EXERCISE BRIEF: Return the data verbatim, without pictures.

[Opening RECORDS PROVIDED section]

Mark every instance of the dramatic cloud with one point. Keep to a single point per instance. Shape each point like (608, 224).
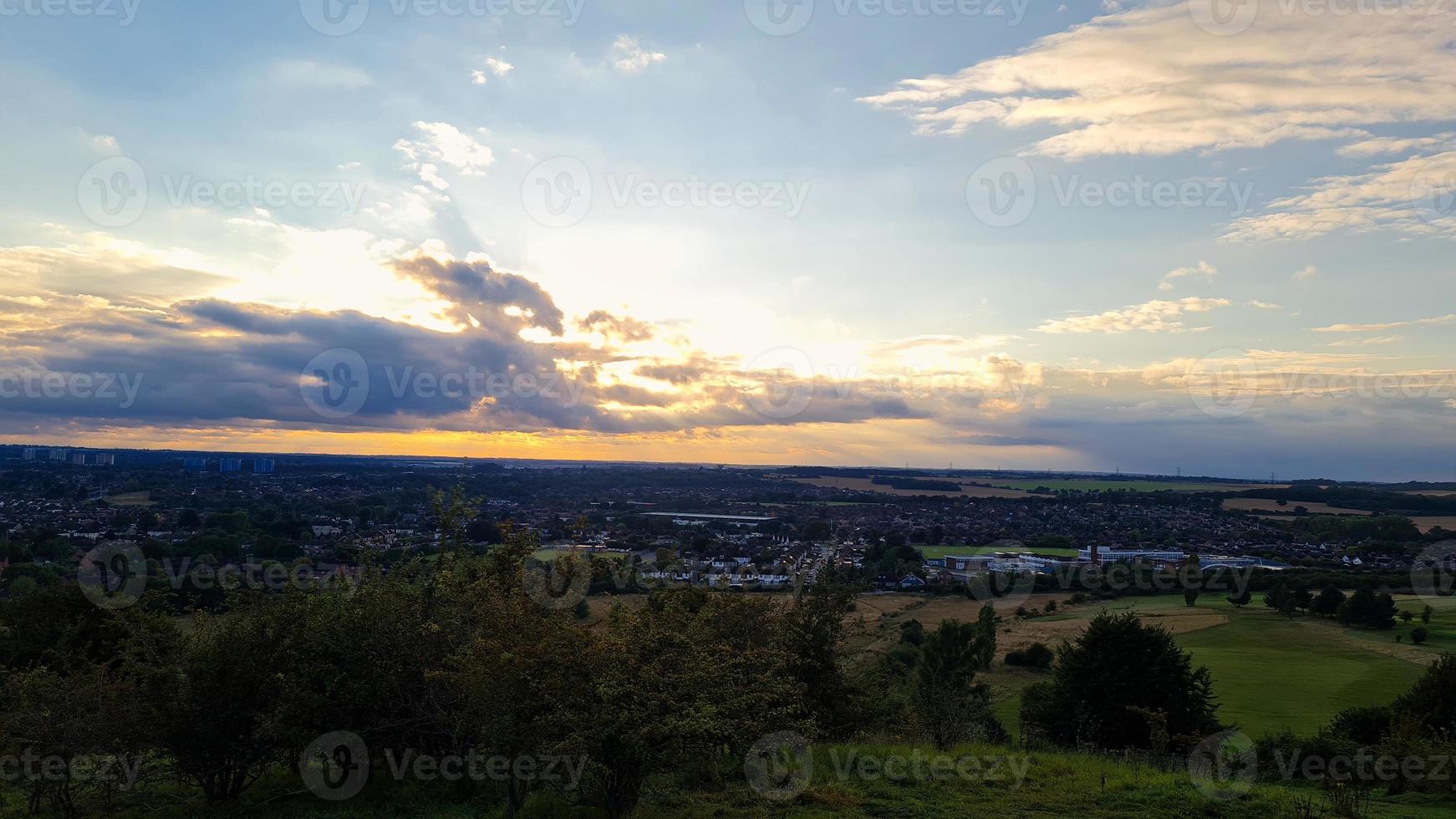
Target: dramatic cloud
(492, 67)
(1416, 196)
(1152, 82)
(441, 143)
(1151, 316)
(1385, 326)
(620, 328)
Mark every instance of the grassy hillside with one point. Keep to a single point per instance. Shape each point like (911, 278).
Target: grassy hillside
(1269, 671)
(1010, 783)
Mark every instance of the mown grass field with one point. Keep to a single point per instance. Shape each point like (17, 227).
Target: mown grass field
(944, 550)
(995, 781)
(1269, 671)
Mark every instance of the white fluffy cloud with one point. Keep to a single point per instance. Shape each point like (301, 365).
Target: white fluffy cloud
(629, 57)
(1414, 196)
(492, 66)
(1203, 269)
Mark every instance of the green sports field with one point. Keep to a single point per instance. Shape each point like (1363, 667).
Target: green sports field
(1107, 485)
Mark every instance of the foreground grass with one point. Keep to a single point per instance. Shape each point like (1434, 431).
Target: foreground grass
(1008, 783)
(1269, 671)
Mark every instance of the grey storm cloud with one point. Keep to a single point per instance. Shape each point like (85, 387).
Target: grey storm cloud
(481, 292)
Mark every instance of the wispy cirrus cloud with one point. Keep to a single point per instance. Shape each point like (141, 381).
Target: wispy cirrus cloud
(1157, 316)
(1202, 269)
(1385, 325)
(1413, 196)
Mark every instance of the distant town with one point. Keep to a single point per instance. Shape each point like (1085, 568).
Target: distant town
(739, 526)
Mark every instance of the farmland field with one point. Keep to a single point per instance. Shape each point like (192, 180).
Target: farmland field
(867, 485)
(1320, 665)
(1108, 485)
(130, 499)
(1265, 505)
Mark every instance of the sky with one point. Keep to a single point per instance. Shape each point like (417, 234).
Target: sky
(1212, 236)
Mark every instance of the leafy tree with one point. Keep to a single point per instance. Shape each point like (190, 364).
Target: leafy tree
(669, 685)
(951, 705)
(1432, 701)
(1091, 700)
(1036, 655)
(986, 638)
(217, 691)
(62, 720)
(1328, 601)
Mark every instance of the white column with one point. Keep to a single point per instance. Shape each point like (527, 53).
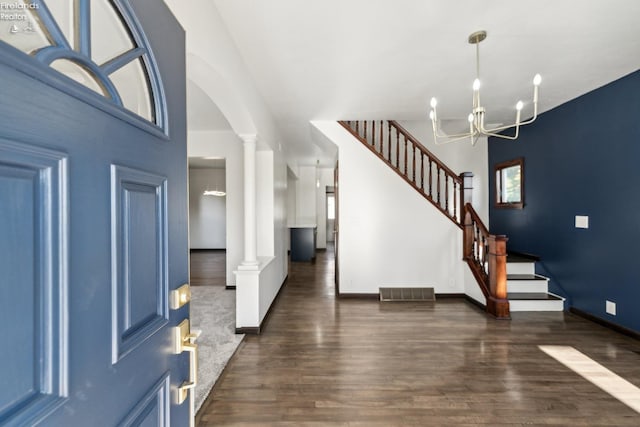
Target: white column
(250, 261)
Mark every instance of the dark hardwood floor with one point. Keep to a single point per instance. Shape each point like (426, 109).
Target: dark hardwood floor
(208, 267)
(327, 362)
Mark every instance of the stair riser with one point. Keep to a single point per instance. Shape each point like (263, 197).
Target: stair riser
(532, 286)
(521, 268)
(533, 305)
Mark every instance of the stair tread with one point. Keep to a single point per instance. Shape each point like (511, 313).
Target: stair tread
(525, 277)
(542, 296)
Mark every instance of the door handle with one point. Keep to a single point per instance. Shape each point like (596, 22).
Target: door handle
(184, 340)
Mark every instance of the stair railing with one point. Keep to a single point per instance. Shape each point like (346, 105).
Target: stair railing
(485, 253)
(413, 162)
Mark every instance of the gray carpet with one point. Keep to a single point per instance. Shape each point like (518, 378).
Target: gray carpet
(213, 310)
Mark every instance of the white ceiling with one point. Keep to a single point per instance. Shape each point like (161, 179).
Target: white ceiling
(202, 113)
(384, 59)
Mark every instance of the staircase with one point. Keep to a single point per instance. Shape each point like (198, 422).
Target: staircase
(514, 288)
(526, 290)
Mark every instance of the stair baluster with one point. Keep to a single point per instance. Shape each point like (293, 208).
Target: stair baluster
(485, 253)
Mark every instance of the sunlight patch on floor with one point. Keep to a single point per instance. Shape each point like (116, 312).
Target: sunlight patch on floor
(597, 374)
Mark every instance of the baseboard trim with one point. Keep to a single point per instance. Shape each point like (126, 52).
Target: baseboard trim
(257, 330)
(449, 296)
(254, 330)
(613, 326)
(358, 296)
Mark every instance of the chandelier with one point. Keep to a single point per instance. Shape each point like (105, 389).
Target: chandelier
(477, 116)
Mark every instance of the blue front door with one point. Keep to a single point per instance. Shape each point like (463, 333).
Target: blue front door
(93, 226)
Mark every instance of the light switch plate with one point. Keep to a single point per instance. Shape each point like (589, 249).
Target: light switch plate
(611, 308)
(582, 221)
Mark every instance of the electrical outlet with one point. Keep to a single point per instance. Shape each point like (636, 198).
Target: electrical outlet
(582, 221)
(611, 308)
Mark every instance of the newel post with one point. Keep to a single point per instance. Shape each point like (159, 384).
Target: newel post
(467, 234)
(466, 191)
(499, 305)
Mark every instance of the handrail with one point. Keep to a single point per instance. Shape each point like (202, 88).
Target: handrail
(486, 255)
(413, 162)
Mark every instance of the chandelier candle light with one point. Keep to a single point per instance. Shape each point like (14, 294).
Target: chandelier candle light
(477, 117)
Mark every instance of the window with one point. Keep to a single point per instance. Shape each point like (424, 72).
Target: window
(96, 43)
(510, 184)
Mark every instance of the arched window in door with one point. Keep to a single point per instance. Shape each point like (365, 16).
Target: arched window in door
(97, 43)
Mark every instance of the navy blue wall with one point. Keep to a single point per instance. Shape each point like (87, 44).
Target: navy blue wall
(581, 158)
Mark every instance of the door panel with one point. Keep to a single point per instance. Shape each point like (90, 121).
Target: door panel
(139, 257)
(32, 270)
(93, 237)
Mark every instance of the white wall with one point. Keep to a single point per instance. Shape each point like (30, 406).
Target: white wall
(229, 146)
(461, 157)
(306, 196)
(207, 214)
(326, 180)
(389, 234)
(265, 203)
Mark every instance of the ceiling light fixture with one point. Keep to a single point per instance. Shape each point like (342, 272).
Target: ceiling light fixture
(477, 117)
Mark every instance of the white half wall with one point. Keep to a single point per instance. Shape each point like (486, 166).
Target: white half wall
(389, 234)
(207, 214)
(227, 145)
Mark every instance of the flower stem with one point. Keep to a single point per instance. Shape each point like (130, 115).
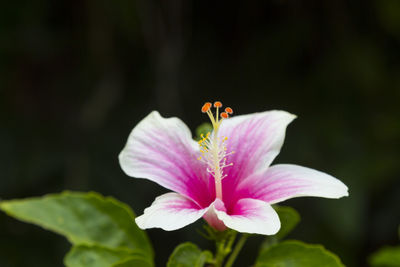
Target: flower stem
(236, 250)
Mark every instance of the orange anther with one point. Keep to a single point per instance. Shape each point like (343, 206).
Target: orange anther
(229, 110)
(206, 107)
(217, 104)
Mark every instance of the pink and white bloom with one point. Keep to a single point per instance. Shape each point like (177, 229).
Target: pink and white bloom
(226, 177)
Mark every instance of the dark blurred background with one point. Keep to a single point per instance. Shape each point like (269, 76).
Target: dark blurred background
(76, 76)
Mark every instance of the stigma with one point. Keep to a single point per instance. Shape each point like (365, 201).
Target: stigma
(213, 147)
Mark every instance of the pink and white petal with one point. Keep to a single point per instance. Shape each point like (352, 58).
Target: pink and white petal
(169, 212)
(251, 216)
(162, 150)
(256, 140)
(284, 181)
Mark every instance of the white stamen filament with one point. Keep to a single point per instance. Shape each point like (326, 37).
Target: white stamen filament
(214, 153)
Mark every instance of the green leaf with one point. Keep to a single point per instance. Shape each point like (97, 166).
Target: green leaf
(133, 261)
(297, 254)
(289, 219)
(188, 254)
(204, 128)
(386, 257)
(83, 218)
(96, 256)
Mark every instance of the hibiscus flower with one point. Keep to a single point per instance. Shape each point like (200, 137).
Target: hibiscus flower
(226, 177)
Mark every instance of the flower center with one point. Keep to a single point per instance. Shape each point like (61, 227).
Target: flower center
(213, 148)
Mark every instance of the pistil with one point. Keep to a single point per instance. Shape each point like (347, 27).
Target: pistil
(213, 148)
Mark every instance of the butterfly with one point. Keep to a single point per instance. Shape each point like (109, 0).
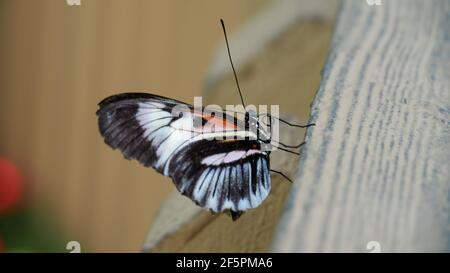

[Closing RECORDS PROVIDED section]

SOLUTION FOR THIS TASK:
Mark every instance of the dramatic cloud with one point. Keep to a single point per instance. Shape each point like (608, 224).
Target: dramatic cloud
(492, 67)
(1416, 196)
(1152, 82)
(441, 143)
(1151, 316)
(1385, 326)
(620, 328)
Mark every instance of the grassy hillside with one point. Keep to a single point per instance. Shape each point like (911, 278).
Target: grassy hillside
(1269, 671)
(1010, 783)
Mark every instance of the mown grass field with one point. Keep to a single point per instance. Shape each point like (17, 227).
Target: mown grass field
(944, 550)
(995, 781)
(1269, 671)
Mark every instance of the white fluffy cloud with one point. Keep to a single point per instance. Shape each point like (301, 365).
Target: white fluffy cloud
(629, 57)
(1414, 196)
(492, 66)
(1203, 269)
Mark every instance of the green sports field with one point. Keep to a single point per instance. Shape each point like (1363, 667).
Target: green sports field
(1107, 485)
Mark every instance of the foreground grass with one point. Keep to a single point per instance. Shape each point like (1434, 431).
Target: foreground grass
(1008, 783)
(1269, 671)
Mark every instance of the grey storm cloud with one point. Keep to a single point per instance. Shape each point like (85, 387).
Target: grey storm cloud
(481, 292)
Mark every instance of the wispy cirrus cloud with one point. Keep to a single point per instance. Shape each point like (141, 381).
Target: wispy cirrus cloud
(1157, 316)
(1202, 269)
(1385, 325)
(1413, 196)
Mark every instance of the distant town with one point. Keep to a single point per instance. Shape each point like (1085, 568).
Target: distant town
(739, 526)
Mark every instance of the farmland field with one point. Keep to a single point per instance. Shape each point like (192, 180).
Target: farmland field
(867, 485)
(1320, 665)
(1108, 485)
(130, 499)
(1265, 505)
Mark every instance of the sky with one point. Keep to a single point per instance. Shape each point like (417, 234).
Target: sky
(1212, 236)
Mark every instance of the leafy tree with one point. Keep to a single point per instance. Shape each point like (190, 364).
Target: leafy tree
(669, 685)
(951, 705)
(1432, 701)
(1091, 700)
(1036, 655)
(986, 638)
(217, 691)
(62, 720)
(1328, 601)
Mark every instance of the white column with one point. Keep to a single point per instance. Shape each point like (527, 53).
Target: white column
(250, 261)
Mark every instance of the dark hardwood floor with one point. Keep to a single point per instance. Shape each point like (426, 109).
Target: dark hardwood floor
(208, 267)
(327, 362)
Mark every instance of the stair riser with one point. Keep to a single point per instance. Shape each point like (263, 197).
Target: stair riser
(532, 286)
(521, 268)
(533, 305)
Mark every instance of the stair tread with one point. Keep to a single point per instance. Shape each point like (511, 313).
Target: stair tread
(525, 277)
(542, 296)
Mark every instance of the door handle with one point. Keep to a single point per instance. Shape each point like (596, 22).
Target: door handle
(184, 340)
Mark every instance of the stair railing with one point. Keep to a single point per instance. Shape each point like (346, 105).
Target: stair railing
(485, 253)
(413, 162)
Mark every instance of the gray carpet with one point. Keep to a single point per instance. Shape each point like (518, 378).
Target: gray carpet
(213, 310)
Mark every instance of the white ceiling with one point. Keep to a single point per instance. Shape each point like (161, 179).
Target: white ceiling
(202, 113)
(384, 59)
Mark every instance of the staircase with one point. Keep to a single point per instance. Shape each point like (198, 422).
Target: staircase
(514, 288)
(526, 290)
Mark every instance of the stair baluster with one point. Keep to a single point per instance. Shape each point like (293, 208).
Target: stair baluster
(485, 253)
Mark every instance of the sunlight patch on floor with one point. Keep to a single point per instance. Shape each point like (116, 312).
Target: sunlight patch on floor
(597, 374)
Mark every instance of the baseboard trim with one point. Keep to a single point per instance. Shape each point like (126, 52).
Target: baseboard trim
(257, 330)
(449, 296)
(254, 330)
(613, 326)
(358, 296)
Mark every instance of the chandelier with one point. Keep to a single point per instance. Shape each point like (105, 389).
Target: chandelier
(477, 116)
Mark every instance of the blue front door with one point. Keep to a single point per instance. Shape each point like (463, 333).
Target: blue front door
(93, 226)
Mark every instance of the light switch plate with one point. Keep to a single point per instance. Shape each point like (589, 249).
Target: light switch plate
(611, 308)
(582, 221)
Mark every instance of the electrical outlet with one point. Keep to a single point per instance. Shape each point like (636, 198).
Target: electrical outlet
(582, 221)
(611, 308)
Mark every instance of the newel post with one point. Keep to a single point per instance. Shape each point like (159, 384).
Target: newel post
(467, 234)
(466, 191)
(499, 305)
Mark every instance of the handrail with one point. Keep to a single point per instance. Shape each point like (202, 88).
Target: handrail
(486, 255)
(413, 162)
Mark every instance of the chandelier candle light with one point. Keep to a single point per instance. Shape each point like (14, 294).
Target: chandelier candle light
(477, 117)
Mark every instance of the window with one point. Keep to a single point per instance. Shape each point like (424, 72).
Target: window
(96, 43)
(510, 184)
Mark every instance of the arched window in door with one point. Keep to a single point per instance. Shape each point like (365, 16).
Target: arched window in door
(97, 43)
Mark every instance of the navy blue wall with one point. Keep to a single point per instance. Shape each point like (87, 44).
Target: navy blue wall
(581, 158)
Mark every instance of the door panel with one point. Keep to a single point per instance. Shape each point like (90, 121).
Target: door panel
(139, 257)
(32, 270)
(93, 237)
Mark every instance of the white wall with one point. Keep to a single point per instance. Shape each point like (30, 406).
Target: white wall
(229, 146)
(461, 157)
(306, 196)
(207, 214)
(326, 180)
(389, 234)
(265, 203)
Mark every instance of the ceiling light fixture with one point. Keep to a single point per instance. Shape each point like (342, 272).
Target: ceiling light fixture
(477, 117)
Mark every instance of the white half wall with one point. Keep to a single point per instance. Shape each point like (486, 166).
Target: white half wall
(389, 234)
(207, 214)
(227, 145)
Mark every instance of the flower stem with one point. Keep to a single point per instance. Shape each point like (130, 115).
Target: flower stem
(236, 250)
Mark every instance of the orange anther with one point. Keep to a single point per instance. Shape each point like (343, 206).
Target: orange anther
(229, 110)
(206, 107)
(217, 104)
Mark every instance of the pink and white bloom with one point. Keep to a single point per instance. Shape each point like (177, 229).
Target: pink and white bloom
(226, 177)
Mark every instance of the dark blurred background with one point. Keep to a single point per instance. Shape each point like (269, 76).
Target: dark blurred background
(76, 76)
Mark every instance of the stigma with one point. Keep to a single point per instance. Shape each point like (365, 201).
Target: stigma
(213, 147)
Mark every instance of the pink and white petal with one point. Keep to a single point per instance. Shape each point like (352, 58).
Target: pink and white petal
(169, 212)
(251, 216)
(162, 150)
(256, 140)
(284, 181)
Mark every instance of the white stamen filament with one point. Keep to a single point per instance. Shape each point like (326, 37).
Target: white stamen filament
(214, 153)
Mark every instance of the green leaf with one point. Keep to a single point per instance. Shape each point like (97, 166).
Target: green leaf
(133, 261)
(297, 254)
(289, 219)
(188, 254)
(204, 128)
(386, 257)
(83, 218)
(96, 256)
Mark every instance of the hibiscus flower with one point. Keep to a single point per instance. Shape each point like (200, 137).
Target: hibiscus flower
(226, 177)
Mark every instance of the flower center with one point. Keep to a single point per instance. Shape each point like (61, 227).
Target: flower center
(213, 148)
Mark every instance of the pistil with one point. Keep to a single point per instance. Shape each point like (347, 27).
Target: pistil
(213, 148)
Mark every instance of the butterfly with one point. Keep to a single point per instance. Shape each point like (109, 0).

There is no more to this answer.